> PROMPT
Continue the explanation of the Public-Private Investment Program, starting after its last sentence.

> STUDY TEXT
· · ·

Dear Reader: Please give me 8 minutes to explain the $1.1 trillion federal government Public-Private Investment Program (PPIP).
Start here with this simple example. It’s a coin toss. Heads you win $100; tails you get nothing. How much would you pay to play? You can play as many times as you wish. Answer: not more that $50. For less than $50, you would play as often as you can. $50 is your breakeven; only a fool would pay more.
Now add Tim Geithner as your partner. He matches what you invest but you, and only you, get to set the price to play. Answer: you put up no more than $25 as the investor and that means he matches your number. At under $25 you play as much as you can. $25 is your breakeven as the investor; $50 is still the breakeven for the coin flip.
Now let’s add some of the leverage from the FDIC.
Suppose that the FDIC will loan you $40 as a non-recourse loan. You and Geithner each put up $5 for a total of $10 and, adding in the loan money, you pay $50 to play, just as before. If you get heads, you pay off the loan of $40, and you and Geithner split the rest. That means you get $30 for your $5 and so does he. Remember, you set the price to play. If you get tails you get nothing and lose $5, Geithner loses $5, and the FDIC loses $40.
Now suppose we have an auction to decide who will play.

· · ·

(Dataset excerpts)
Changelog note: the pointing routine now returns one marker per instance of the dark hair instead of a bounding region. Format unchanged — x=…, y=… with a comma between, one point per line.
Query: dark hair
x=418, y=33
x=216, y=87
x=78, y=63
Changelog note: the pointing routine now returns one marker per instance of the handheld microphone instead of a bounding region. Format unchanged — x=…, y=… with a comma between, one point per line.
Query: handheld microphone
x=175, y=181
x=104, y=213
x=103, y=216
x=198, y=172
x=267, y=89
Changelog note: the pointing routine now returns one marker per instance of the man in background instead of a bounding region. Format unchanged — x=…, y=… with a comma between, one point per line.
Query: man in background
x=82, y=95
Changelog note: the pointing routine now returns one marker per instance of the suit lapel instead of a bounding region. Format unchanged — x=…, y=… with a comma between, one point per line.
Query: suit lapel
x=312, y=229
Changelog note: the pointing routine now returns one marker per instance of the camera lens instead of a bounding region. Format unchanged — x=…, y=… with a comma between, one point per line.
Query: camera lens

· · ·

> SOLVED PROBLEM
The highest bidder wins the right to play as many times as he wishes. With this example the breakeven price rises from $50 to $70. At $70 you put up $15; Geithner puts up $15 and the FDIC still loans $40. Half the time you will win $100 and use $40 to pay off the FDIC, leaving $60 for you to split with Geithner. You will get $30 back for each $15 you play, when you win. The other half of the time you will get zero, since it’s still a coin flip risk.
Notice that the price to play went from a $50 breakeven to a $70 breakeven. This happened while the odds remained a 50-50 coin flip.
Also notice that the leverage ratio was low when you put up $15, Geithner put up $15, and the FDIC put up $40. Under the Treasury PPIP plan the leverage ratio can go as high as 6 to 1. Using the full 6:1 leverage ratio, a coin-flip breakeven point would be about $3.57 for the investor.
Here is how I get that number. You put up $3.57; Geithner puts up $3.57; the total investor’s equity is $7.14. The FDIC loans 6 times $7.14, or $42.84. Total price to play is $49.98. Let’s call it $50, which is the amount to play each time.
Notice that the breakeven auction price is now almost $93 each time. Remember you, as the private investor, are the one who sets the auction price, because you are the only one deciding the bidding. Geithner is matching you and the FDIC is loaning 6 times the equity.
The leverage and the risk transfer have raised the investor’s breakeven from a $50 auction price, if you did this all by yourself and without any leverage, to a $93 auction price when leverage is fully deployed. The risk of winning or losing is still a coin flip.
Let’s substitute a toxic asset on a bank’s balance sheet for the coin.
Instead of a 50-50 coin flip, with PPIP we have a toxic piece of a mortgage-backed debt instrument that has an uncertain value. If we use PPIP, aren’t we really inflating the price artificially? It seems to me the answer is yes.
How can we adjust for this risk transfer that allows the auction breakeven price to rise? That answer lies in how much the FDIC will charge to make the non-recourse loan. If the FDIC charges enough, it will bring the auction price back to $50 and restore the deal to neutrality. If the FDIC charges more, it will bring the price below what it would be without the leverage.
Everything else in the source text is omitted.